PROBLEM TO SOLVE:
Starting at the line that contains "Detection brief: inspect the image and locate white" and ending at the line that contains "(252, 361), (270, 379)", rewrite the data with "white tooth" changed to "front tooth" and everything else left as is. Return only those lines.

_ _ _ _

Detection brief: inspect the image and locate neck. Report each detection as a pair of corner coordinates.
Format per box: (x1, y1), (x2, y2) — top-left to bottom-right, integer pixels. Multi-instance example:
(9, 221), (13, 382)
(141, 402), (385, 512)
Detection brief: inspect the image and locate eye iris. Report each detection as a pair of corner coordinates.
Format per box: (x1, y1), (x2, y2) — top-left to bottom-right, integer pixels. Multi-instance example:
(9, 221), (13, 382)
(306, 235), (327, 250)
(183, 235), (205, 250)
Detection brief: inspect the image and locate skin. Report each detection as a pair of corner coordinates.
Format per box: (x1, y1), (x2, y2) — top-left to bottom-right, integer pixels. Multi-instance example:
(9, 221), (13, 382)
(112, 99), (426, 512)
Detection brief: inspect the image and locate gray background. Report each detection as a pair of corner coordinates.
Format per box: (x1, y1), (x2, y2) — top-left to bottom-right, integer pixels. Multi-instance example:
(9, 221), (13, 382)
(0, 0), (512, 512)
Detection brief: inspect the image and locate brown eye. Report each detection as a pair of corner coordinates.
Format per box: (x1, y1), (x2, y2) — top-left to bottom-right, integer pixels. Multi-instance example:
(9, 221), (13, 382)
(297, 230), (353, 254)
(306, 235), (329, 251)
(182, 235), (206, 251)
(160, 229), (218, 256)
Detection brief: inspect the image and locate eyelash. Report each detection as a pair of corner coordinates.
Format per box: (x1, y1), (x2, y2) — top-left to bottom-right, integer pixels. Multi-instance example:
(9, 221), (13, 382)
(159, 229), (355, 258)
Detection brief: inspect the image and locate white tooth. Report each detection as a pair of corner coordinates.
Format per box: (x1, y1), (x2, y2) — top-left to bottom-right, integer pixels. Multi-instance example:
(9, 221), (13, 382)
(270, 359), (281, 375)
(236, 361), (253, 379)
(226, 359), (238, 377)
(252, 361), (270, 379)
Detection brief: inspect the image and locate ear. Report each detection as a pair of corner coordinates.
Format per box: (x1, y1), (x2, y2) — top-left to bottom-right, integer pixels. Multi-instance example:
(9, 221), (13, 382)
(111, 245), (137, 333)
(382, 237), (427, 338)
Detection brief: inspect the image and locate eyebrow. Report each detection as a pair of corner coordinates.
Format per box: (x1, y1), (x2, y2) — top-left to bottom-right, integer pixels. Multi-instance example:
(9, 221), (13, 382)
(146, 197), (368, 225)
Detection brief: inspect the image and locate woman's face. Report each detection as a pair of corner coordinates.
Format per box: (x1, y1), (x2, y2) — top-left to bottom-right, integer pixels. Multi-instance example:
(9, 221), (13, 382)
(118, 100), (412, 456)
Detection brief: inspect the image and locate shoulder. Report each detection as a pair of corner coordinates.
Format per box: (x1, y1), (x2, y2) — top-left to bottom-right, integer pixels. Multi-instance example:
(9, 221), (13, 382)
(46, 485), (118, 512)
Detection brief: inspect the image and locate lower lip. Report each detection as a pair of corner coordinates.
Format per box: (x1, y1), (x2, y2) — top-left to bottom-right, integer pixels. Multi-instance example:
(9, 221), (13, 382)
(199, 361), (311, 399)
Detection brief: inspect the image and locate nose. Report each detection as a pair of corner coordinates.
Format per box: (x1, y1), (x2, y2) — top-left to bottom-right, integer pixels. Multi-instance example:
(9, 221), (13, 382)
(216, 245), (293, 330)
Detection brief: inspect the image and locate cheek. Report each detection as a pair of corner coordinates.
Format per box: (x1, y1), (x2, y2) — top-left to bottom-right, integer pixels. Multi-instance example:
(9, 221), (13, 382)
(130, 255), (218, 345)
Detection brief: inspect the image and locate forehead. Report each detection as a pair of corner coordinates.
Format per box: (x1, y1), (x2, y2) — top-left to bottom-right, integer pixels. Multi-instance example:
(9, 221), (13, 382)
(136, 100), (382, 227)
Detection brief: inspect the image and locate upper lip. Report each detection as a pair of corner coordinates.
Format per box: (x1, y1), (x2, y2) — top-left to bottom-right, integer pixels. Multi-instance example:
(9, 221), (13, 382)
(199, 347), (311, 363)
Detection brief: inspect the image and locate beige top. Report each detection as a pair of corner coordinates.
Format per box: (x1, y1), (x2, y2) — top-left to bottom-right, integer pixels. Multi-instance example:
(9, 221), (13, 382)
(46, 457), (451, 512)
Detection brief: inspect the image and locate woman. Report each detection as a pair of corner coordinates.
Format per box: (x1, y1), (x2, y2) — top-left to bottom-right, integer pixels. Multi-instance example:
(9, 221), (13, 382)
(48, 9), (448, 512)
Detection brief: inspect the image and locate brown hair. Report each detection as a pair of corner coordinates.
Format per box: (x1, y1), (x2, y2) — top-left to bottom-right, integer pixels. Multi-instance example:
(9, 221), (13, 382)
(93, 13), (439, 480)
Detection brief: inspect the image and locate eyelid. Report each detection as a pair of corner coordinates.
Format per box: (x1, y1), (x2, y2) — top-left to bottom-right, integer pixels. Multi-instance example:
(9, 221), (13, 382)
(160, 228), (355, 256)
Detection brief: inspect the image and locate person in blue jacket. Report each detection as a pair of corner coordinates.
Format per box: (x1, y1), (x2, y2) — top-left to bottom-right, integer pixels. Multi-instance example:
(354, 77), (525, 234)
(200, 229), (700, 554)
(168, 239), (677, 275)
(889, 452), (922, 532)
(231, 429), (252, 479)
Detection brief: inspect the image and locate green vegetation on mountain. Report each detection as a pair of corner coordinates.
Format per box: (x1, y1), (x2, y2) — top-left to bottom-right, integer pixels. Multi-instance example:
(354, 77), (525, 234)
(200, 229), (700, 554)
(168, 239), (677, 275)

_ _ _ _

EXPECTED OUTPUT:
Detection brief: inspect the image and locate front tooth. Report each detection as a pair of corner coordinates.
Format per box: (x1, y1), (x2, y2) — top-left to bottom-right, integer pixels. Multi-instance example:
(9, 221), (13, 382)
(270, 359), (281, 375)
(236, 361), (253, 379)
(226, 359), (238, 377)
(252, 361), (270, 379)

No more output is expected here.